Text provided »
####################

Note from Blogger: Monday, June 07, 2010

We're aware of isolated access issues in certain regions within the US. We're investigating this now and will follow-up as soon as we have more information to share. Thanks for your patience in the meantime.


Apparently I am in ‘certain regions within the US ’ because I couldn't post a comment on any blogs nor publish my own blog on today. My week is not off to a good start! Hope the entire week won’t be like this:)




Today’s photos are of oriental poppy, Allegro. I haven’t had an oriental poppy for years but have been admiring the ones I see on blogs. I found Allegro, red with a black center, locally last June and decided to add it to my garden.




This spring the foliage put an a pretty amazing growth spurt and suddenly I have super-poppy eating up a three foot by three foot hunk of garden real estate. The second shock comes when Allegro blooms in bright orange instead of red. Orange isn’t my favorite color, not even close.




Thursday, June 3, 2010

May your blooms be floriferous and in good form. ~ Georgia Gudykunst



The garden with its little gate of green,
Invites you to enter, and view mysteries unseen,
Its vine laden bowers and overhanging trees,

The air filled with sweetness, the hum of the bees,

The flagged walks with Iris galore,

Of most beautiful coloring, unknown before,

Pink, white, purple, yellow, azure blue,

Mixed and mingled of every hue,

You come away wondering, can more beauty be seen

Than in the garden with its little gate of green.
~ Winstead.



The pink iris above is currently my favorite, Beverly Sills. This has been a good year for tall bearded iris. They don't mind the lack of rain. In fact, the spring storms that nature frequently schedules for iris season, usually damage the tissue thin ruffles and falls.

The yellow iris with the white falls above is Magic Rainment.



After two years of searching, I've finally found a name for my NOID. This is King Tush (who thinks up these names?) This is how Shadowood describes King Tush: ...azalea pink with pinkish white stripes, infrequent splashes of indian lake and spinel red; beards bright medium orange; ruffled; slight fragrance.

Their descriptions sounds so much better than mine: Muddy lavender with streaks and splotches and an orange beard:)



A few late yellows and faithful old Superstition are still blooming into June this year.



Siberian Iris Caesar's brother.



Haven't mastered the art of collage making yet. Joey at the Village Voice does such beautiful collages, I thought I'd give it a try. I need more practice:)

Have a wonderful weekend, everyone.

Tuesday, June 1, 2010

Oops, Tales of a traveling phlox


I want to apologize to Gail at Clay andLimestone and to everyone for my mistake in yesterday's post. An incomplete post was actually automatically published--my error, I did not pay enough attention. The post that was meant for yesterday had the same topic but was much more complete. Sorry.




If PPP could talk, she would have quite a tail to tell. Dug out of the ground, stuck in a little box and jostled and bounced around for a week. Finally the box opens and here is an unfamiliar landscape.

####################

Work to be completed »
Please decide whether each statement agrees with the garden blog posts: (a) the Allegro poppy bloomed red with a black center, (b) Beverly Sills is currently the writer's favorite iris, (c) the writer found a name for the NOID after two years of searching. Answer yes or no for each and quote the deciding words. These rows come from a separate source, not from the garden blog posts.

[Data entries]
####################

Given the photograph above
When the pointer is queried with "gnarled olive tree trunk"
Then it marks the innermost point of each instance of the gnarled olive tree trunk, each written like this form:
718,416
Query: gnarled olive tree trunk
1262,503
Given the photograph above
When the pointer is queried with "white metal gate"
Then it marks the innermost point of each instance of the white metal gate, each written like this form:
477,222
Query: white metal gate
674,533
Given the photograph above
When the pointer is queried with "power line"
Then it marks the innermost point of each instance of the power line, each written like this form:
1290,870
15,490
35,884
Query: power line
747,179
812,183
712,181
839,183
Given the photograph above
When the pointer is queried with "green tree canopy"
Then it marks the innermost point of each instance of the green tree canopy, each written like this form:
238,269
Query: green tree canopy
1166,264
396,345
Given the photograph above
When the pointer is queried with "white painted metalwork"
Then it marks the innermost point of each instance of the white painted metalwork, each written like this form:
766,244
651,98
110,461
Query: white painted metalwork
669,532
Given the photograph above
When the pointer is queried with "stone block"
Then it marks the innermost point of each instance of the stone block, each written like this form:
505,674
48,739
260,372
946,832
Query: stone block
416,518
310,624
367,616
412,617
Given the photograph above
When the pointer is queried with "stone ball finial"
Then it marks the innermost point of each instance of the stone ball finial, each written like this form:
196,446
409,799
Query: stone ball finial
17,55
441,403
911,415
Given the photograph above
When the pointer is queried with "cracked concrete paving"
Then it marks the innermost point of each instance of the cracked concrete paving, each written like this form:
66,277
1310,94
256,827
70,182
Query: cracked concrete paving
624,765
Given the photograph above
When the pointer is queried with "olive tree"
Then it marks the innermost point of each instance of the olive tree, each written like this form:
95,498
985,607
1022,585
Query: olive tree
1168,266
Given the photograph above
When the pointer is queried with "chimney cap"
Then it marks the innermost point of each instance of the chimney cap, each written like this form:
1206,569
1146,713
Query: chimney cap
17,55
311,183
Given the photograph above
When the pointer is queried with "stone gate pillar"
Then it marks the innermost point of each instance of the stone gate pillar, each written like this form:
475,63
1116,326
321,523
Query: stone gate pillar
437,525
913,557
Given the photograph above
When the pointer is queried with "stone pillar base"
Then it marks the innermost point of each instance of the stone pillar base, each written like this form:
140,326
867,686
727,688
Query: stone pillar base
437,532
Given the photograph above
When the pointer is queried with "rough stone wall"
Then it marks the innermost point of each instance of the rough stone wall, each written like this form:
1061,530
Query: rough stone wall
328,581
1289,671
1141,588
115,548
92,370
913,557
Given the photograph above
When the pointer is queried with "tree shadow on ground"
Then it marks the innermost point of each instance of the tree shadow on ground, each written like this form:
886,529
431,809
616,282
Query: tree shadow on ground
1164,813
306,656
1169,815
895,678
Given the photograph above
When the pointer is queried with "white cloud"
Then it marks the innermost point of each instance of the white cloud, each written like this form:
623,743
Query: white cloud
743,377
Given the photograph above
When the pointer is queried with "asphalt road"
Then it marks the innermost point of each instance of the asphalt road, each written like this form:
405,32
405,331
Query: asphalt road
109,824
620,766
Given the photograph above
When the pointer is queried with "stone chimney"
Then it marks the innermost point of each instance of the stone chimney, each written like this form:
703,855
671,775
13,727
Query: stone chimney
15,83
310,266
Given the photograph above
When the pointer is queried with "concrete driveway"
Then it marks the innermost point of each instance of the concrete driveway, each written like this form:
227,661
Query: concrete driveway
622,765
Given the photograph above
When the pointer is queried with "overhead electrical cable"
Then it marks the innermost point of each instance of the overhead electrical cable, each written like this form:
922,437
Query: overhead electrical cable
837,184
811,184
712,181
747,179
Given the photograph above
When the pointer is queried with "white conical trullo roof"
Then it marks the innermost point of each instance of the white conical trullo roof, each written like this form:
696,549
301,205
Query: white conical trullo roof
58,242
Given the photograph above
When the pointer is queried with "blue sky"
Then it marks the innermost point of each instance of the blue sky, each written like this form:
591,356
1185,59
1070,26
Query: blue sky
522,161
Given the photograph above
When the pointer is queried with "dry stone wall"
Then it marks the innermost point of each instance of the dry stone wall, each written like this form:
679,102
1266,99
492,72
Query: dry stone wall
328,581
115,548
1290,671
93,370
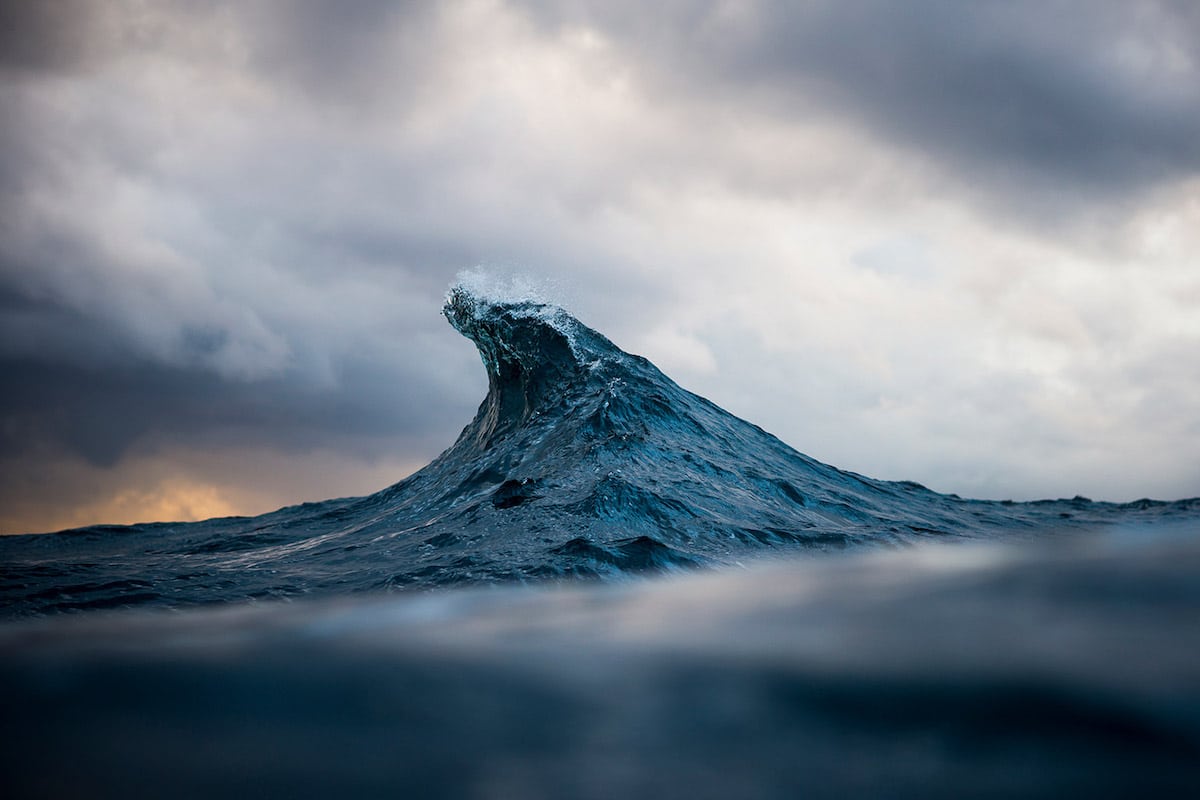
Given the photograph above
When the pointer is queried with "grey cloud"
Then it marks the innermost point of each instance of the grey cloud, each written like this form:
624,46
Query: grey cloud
250,246
1069,98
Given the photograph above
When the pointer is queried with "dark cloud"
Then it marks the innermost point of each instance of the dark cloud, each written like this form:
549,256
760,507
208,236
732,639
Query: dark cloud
53,35
229,226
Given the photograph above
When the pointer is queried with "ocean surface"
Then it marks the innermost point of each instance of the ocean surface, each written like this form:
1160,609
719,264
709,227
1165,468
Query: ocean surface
610,587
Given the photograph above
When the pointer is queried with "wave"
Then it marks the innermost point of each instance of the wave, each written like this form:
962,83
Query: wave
582,459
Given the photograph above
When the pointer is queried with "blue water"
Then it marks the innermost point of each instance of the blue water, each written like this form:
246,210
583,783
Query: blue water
816,632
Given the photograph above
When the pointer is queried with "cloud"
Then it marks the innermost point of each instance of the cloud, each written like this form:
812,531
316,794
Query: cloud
917,240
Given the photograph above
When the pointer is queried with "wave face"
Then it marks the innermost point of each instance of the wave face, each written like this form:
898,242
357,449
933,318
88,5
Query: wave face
582,461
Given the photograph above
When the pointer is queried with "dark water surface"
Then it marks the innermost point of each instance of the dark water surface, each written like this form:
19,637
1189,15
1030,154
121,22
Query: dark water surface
852,637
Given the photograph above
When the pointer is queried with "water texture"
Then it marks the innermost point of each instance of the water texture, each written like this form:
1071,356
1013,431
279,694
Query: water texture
846,637
582,461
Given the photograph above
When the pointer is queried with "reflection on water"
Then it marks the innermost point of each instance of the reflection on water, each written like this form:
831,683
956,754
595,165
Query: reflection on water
948,671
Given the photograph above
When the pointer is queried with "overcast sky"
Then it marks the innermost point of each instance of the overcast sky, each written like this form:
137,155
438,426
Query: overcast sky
949,242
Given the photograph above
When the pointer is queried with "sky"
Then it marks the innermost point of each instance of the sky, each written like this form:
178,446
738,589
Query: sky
919,240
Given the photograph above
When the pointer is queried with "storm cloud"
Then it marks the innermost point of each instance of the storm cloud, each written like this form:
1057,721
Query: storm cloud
918,240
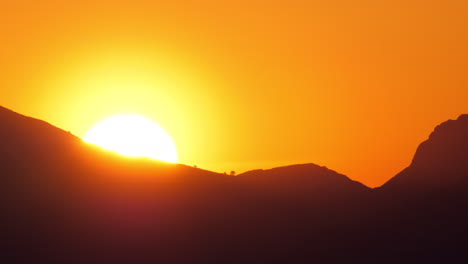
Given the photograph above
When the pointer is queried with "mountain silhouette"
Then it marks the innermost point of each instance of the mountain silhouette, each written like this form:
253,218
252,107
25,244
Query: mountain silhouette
66,201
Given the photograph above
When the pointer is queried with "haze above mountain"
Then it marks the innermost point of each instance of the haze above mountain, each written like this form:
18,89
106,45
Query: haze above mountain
68,200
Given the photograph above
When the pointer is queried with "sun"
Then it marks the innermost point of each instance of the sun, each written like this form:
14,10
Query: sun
133,135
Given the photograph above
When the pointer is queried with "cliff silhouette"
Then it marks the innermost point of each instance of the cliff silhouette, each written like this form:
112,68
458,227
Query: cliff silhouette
67,201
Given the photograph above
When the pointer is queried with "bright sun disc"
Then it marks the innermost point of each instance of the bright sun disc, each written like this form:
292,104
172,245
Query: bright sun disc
133,135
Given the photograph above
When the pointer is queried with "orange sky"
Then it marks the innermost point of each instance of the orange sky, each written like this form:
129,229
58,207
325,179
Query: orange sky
239,85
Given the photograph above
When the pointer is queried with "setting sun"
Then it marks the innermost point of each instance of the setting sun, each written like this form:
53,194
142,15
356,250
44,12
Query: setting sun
133,135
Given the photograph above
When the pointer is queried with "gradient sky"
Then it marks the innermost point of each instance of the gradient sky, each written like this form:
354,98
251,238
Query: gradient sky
239,85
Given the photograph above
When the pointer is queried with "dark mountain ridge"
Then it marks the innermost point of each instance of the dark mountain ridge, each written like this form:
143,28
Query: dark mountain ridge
69,201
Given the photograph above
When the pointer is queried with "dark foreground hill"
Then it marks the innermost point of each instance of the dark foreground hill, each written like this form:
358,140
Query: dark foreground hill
69,202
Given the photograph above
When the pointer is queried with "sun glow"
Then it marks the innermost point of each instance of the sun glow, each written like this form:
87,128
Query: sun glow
133,135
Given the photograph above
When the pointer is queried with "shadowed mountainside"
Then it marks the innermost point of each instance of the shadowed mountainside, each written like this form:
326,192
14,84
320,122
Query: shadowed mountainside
68,201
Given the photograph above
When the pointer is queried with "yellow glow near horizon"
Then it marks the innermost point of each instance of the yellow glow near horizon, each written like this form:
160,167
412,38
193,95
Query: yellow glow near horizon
133,135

####################

Response box »
(a) No: "The second shock comes when Allegro blooms in bright orange instead of red."
(b) Yes: "The pink iris above is currently my favorite, Beverly Sills."
(c) Yes: "After two years of searching, I've finally found a name for my NOID."